Consigna:
Transcribe sin cambios el pasaje del texto sobre terremotos que va desde "La escala es" hasta "de magnitud 3.", incluidas esas últimas palabras.

Texto proporcionado:
------------------------------------------------------------
En 1936, el danés Inge Lehmann, estudiando sismografías sobre terremotos en Nueva Zelanda, descubrió que había “dos núcleos”: uno más interior, que estimó posiblemente sólido (hoy sabemos que lo es), y otro más exterior (el que había detectado Oldham treinta años antes), que es líquido y que constituye la base del magnetismo terrestre.

Mientras tanto, dos geólogos del Instituto Tecnológico de California, el norteamericano Charles Richter y el alemán Beno Gutenberg, desarrollaron un método para establecer comparaciones entre un terremoto y otro. La escala diseñada pasó a llamarse escala de Richter. La historia tiene (frecuentemente, hay que decirlo) estas cosas: lo dejaron afuera al pobre Gutenberg, y no fue Richter quien lo excluyó, ya que él nunca llamó a la escala por su propio nombre, la llamaba “escala de magnitud”.

La escala es más una idea que una cosa determinada; una medida arbitraria de los temblores de la Tierra, que se basa en mediciones de superficie y que aumenta exponencialmente: el incremento de una unidad en la escala Richter multiplica por 10 la amplitud de la onda del terremoto recogida en el sismógrafo. Por ejemplo, un terremoto de magnitud 6 tendría una amplitud de onda 10 veces mayor que uno de magnitud 5, 100 veces mayor que uno de magnitud 4 y 1.000 veces mayor que uno de magnitud 3.
------------------------------------------------------------
Datos proporcionados:

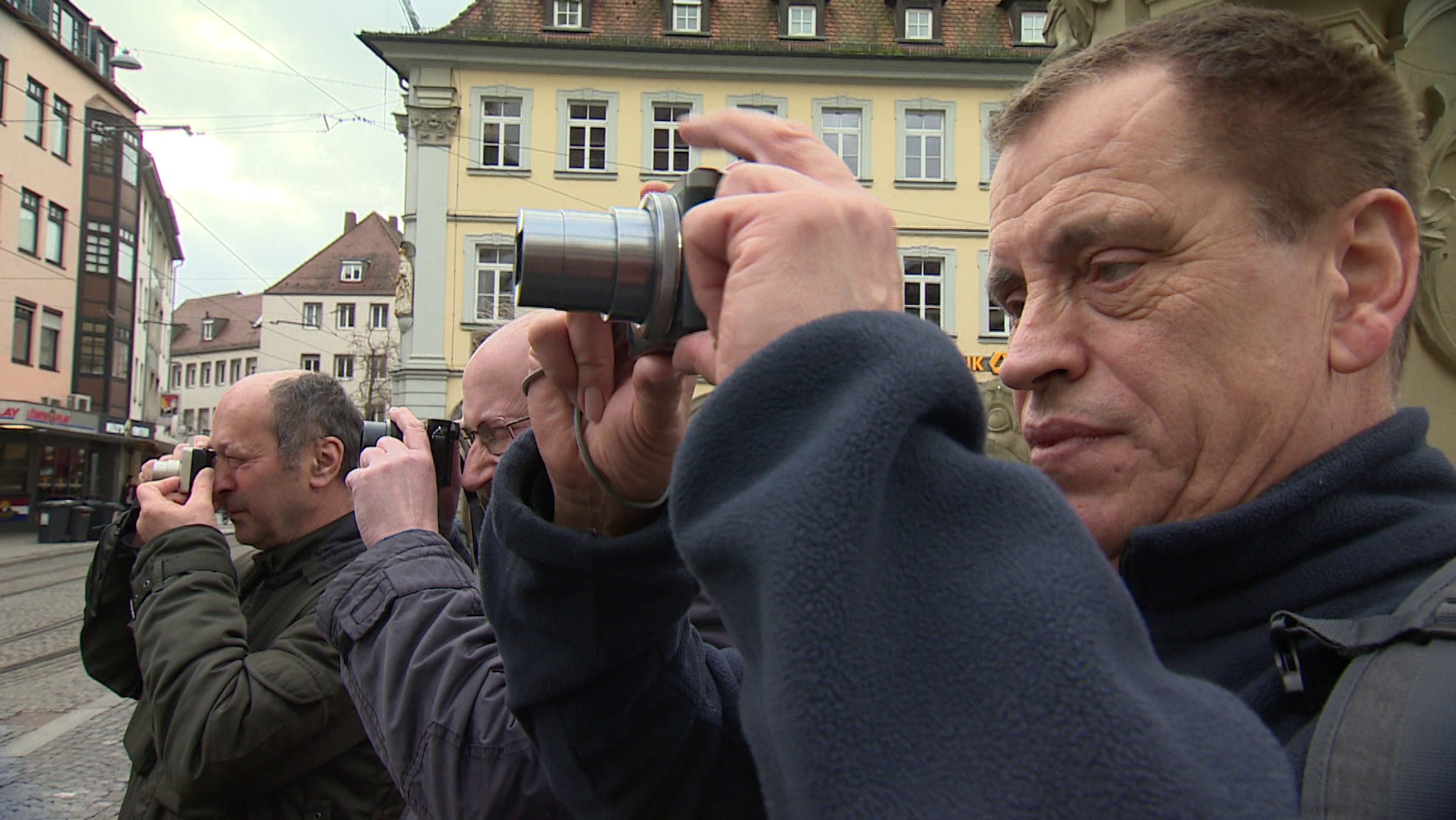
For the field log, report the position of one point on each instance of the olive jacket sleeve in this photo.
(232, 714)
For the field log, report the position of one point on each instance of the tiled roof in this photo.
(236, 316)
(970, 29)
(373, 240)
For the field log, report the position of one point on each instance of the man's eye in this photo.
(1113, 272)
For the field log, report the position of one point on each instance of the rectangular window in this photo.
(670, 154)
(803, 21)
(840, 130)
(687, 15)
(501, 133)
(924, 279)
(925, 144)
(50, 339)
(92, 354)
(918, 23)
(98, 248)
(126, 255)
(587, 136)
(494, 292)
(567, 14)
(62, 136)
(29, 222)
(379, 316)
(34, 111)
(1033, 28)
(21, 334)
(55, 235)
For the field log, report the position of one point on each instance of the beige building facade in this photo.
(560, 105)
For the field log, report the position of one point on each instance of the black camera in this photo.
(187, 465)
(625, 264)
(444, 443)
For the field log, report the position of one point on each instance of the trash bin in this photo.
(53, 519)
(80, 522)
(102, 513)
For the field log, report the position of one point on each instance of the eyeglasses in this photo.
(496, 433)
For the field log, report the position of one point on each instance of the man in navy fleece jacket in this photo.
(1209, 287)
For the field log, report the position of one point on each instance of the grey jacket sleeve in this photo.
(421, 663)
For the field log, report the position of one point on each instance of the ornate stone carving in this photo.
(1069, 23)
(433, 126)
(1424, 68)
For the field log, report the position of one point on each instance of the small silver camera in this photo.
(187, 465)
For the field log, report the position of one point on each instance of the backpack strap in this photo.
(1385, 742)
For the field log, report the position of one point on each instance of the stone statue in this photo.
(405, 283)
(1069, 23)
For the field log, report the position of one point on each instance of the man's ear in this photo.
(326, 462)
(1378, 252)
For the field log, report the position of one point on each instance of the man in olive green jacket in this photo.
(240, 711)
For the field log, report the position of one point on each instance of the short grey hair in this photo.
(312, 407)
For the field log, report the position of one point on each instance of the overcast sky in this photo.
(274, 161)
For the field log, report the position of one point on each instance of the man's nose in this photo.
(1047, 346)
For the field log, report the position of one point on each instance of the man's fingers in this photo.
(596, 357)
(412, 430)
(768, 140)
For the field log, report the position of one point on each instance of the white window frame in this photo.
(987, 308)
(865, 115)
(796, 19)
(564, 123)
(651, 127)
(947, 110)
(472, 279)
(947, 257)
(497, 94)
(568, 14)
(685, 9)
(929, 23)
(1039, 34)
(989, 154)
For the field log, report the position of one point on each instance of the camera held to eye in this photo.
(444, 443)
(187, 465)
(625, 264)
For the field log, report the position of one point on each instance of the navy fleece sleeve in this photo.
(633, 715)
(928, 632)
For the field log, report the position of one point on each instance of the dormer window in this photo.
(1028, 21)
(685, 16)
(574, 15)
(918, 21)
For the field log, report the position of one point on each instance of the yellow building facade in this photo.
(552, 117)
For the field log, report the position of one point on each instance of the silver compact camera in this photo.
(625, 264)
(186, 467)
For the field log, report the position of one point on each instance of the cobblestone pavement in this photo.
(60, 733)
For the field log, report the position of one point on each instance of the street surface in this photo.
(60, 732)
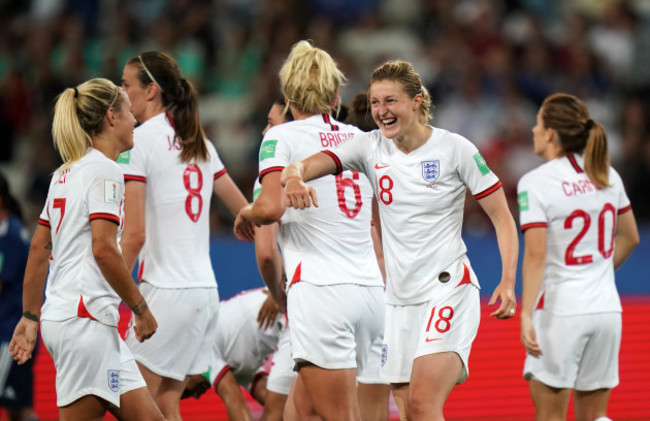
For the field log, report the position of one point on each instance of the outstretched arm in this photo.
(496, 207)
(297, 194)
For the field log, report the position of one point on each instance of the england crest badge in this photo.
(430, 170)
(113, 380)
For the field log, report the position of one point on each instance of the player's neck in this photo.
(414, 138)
------------------------------------------------------------
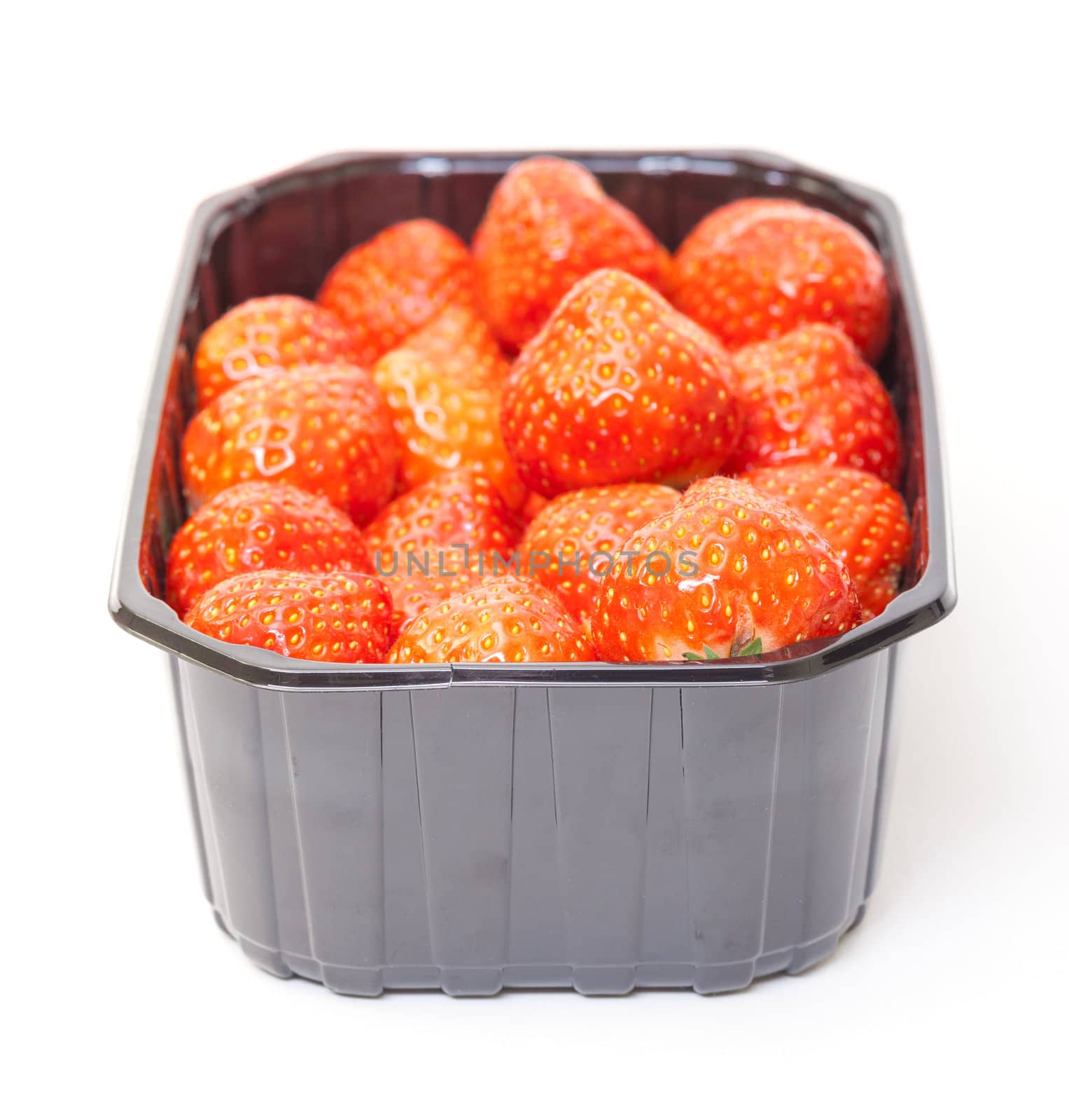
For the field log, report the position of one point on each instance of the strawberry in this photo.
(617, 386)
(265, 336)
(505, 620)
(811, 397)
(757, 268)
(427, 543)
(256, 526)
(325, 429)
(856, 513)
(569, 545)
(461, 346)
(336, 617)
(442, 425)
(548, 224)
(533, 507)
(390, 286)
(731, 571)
------------------------------------------------------------
Solución del ejercicio:
La escala es más una idea que una cosa determinada; una medida arbitraria de los temblores de la Tierra, que se basa en mediciones de superficie y que aumenta exponencialmente: el incremento de una unidad en la escala Richter multiplica por 10 la amplitud de la onda del terremoto recogida en el sismógrafo. Por ejemplo, un terremoto de magnitud 6 tendría una amplitud de onda 10 veces mayor que uno de magnitud 5, 100 veces mayor que uno de magnitud 4 y 1.000 veces mayor que uno de magnitud 3.